She maintains the stabbing was a case of self-defense.

Prosecutors wrapped up their case Tuesday afternoon. Defense attorney Daniel Meier said he plans to present some evidence, starting Wednesday morning, but no decision was announced as to whether Mangum will testify.

Jurors spent much of Tuesday watching a police video of Mangum after her arrest in the stabbing and examining the evidence presented by prosecutors over four days of testimony.

Lt. Marianne Bond, a domestic violence investigator for the Durham Police Department, testified that she interviewed Daye twice in the hospital in the days after the stabbing. He had a black eye and several cuts and bruises, she said.

Daye told Bond that he was tired of Mangum bringing other men to the apartment and ordered her to leave, but he demanded that she give him back two money orders he had obtained and given to her to hold until the rent was due.

"You don't know those men out there," Daye had told Mangum, according to Bond.

Bond said he acknowledged that he kicked open a bathroom door when she locked herself inside and pulled her out by her hair.

Work instruction -
Rewrite the news excerpt from "Daye told Bond" to "according to Bond.", inclusive, switching "apartment" to "house".

Provided material -
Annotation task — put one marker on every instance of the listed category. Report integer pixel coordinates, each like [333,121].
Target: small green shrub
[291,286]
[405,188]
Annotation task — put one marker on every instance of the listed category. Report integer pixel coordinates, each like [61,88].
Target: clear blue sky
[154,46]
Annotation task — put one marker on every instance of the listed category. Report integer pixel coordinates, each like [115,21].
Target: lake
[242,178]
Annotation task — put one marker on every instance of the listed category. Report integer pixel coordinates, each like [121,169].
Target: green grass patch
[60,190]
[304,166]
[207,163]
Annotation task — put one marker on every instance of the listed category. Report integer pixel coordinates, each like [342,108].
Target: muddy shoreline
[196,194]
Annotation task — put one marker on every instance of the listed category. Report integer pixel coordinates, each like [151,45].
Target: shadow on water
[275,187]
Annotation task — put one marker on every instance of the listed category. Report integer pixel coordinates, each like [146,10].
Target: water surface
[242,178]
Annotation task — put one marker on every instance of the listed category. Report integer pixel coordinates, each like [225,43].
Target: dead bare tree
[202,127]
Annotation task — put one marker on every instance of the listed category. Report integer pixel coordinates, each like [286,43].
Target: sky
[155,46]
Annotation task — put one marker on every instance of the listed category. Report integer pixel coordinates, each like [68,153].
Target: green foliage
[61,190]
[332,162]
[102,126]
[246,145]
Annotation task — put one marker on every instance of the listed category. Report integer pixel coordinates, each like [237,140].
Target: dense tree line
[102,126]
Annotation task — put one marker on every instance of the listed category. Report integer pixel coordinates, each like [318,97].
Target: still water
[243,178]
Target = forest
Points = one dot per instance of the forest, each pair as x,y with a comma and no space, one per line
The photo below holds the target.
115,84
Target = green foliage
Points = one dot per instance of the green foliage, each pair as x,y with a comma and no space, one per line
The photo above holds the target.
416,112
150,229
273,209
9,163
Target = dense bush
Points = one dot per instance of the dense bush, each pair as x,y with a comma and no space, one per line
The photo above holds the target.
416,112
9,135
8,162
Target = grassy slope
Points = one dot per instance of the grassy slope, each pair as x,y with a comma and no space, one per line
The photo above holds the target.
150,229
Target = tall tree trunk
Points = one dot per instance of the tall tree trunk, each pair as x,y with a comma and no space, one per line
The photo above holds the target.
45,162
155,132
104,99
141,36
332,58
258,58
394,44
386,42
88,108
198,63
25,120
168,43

Solved problem -
Daye told Bond that he was tired of Mangum bringing other men to the house and ordered her to leave, but he demanded that she give him back two money orders he had obtained and given to her to hold until the rent was due.

"You don't know those men out there," Daye had told Mangum, according to Bond.